#### [TASK A]
According to the forum thread, which university is the younger son attending for his current studies?

#### [TEXT EXCERPT]
■ ■ ■ ■ ■ ■ ■
# Recommendation for UK University to study Composition for Masters MMus.



## Delboy (Jun 15, 2020)

Can anyone recommend a good UK Uni/Conservatoire course for gaining an MMus or equivalent in Composition for my son.

He wants to learn more on how to compose music like many of you folk for Screen/TV/Games assuming he can get a foot in the door.

He is just finishing his 2nd year studying Creative music ... and about to start his 3rd and final in September

Thanks in advance


----------



## chrisr (Jun 15, 2020)

Hi Delboy,

There are so many factors to consider! You/he _might _find that conservatoires push for a career in composing of a more traditional sort - not that there's anything wrong with that - in fact that's awesome. I have friends who studied at both RCM, RAM, RNCM - who are all splendid musicians and composers and (obviously) received a first rate education.

Of the mainstream Universities - I've always heard good things about the Master's degree at Bristol. I had a friend who studied there in the late 90's who now has a distinguished career as an orchestrator, and whilst they don't seem to push it on their website, I know there are many successful media composers who studied there.

My info on these things is probably well out of date though!!!

Sorry for the blunt question...but... How come your son isn't posing this question himself? 

best,
Chris


----------



## Delboy (Jun 15, 2020)

Not blunt at all Chris ... because like most young people of his age .. he aint looking or planning his future and he will have to apply by October this year. Trouble is with CV19 there are not going to be the jobs around come the end of next year and I am trying to encourage him that he would benefit more with another year at Uni doing what he wants to do (Composing) and give himself a better chance whilst I can afford to fund him. His brother is doing a 2 year Masters in performance at the RWCMD (also finished next year) and although my younger son is good enough to do the same he wanted to do a more music tech and creativity course with modules in Performance to boost the credits.
I think he is coming round to this and I have tried to encourage him to join this great forum you all have built here. As a parent, I guess I need that extra knowledge to join the conversation.
The other problem is with CV19 there a very few if not no .. open days to taste the appetite.
I have to say my wife comes from Bristol and we did visit their Uni but he ended up at Nottingham as they had a better course.... it was a toss up with that or Surrey (Guildford) Derek


----------



## Scoremixer (Jun 15, 2020)

I've come across more NFTS grads in the past few years than from anywhere else:





__





Composing for Film and Television


The NFTS trains composers in both live and synth/sample-based music for the moving image in a production context closely modelled on industry working practices. Graduate Dario Marianelli won the Oscar for Best Music (Original Score) for Atonement and was BAFTA-nominated this year for Darkest...
■ ■ ■ ■ ■ ■ ■
#### [EXTRACTED MATERIAL]

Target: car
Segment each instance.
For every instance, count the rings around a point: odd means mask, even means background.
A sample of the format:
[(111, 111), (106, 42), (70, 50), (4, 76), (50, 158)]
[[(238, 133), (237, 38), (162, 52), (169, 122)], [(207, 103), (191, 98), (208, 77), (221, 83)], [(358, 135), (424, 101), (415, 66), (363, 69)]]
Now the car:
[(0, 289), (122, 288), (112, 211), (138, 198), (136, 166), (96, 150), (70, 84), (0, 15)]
■ ■ ■ ■ ■ ■ ■
#### [TASK B]
Arrange every line of the listing as a Markdown table with the columns Row and Line, numbering the rows and omitting blank lines.

#### [RESULT A]
Nottingham

#### [RESULT B]
| Row | Line |
|---|---|
| 1 | Target: car |
| 2 | Segment each instance. |
| 3 | For every instance, count the rings around a point: odd means mask, even means background. |
| 4 | A sample of the format: |
| 5 | [(111, 111), (106, 42), (70, 50), (4, 76), (50, 158)] |
| 6 | [[(238, 133), (237, 38), (162, 52), (169, 122)], [(207, 103), (191, 98), (208, 77), (221, 83)], [(358, 135), (424, 101), (415, 66), (363, 69)]] |
| 7 | Now the car: |
| 8 | [(0, 289), (122, 288), (112, 211), (138, 198), (136, 166), (96, 150), (70, 84), (0, 15)] |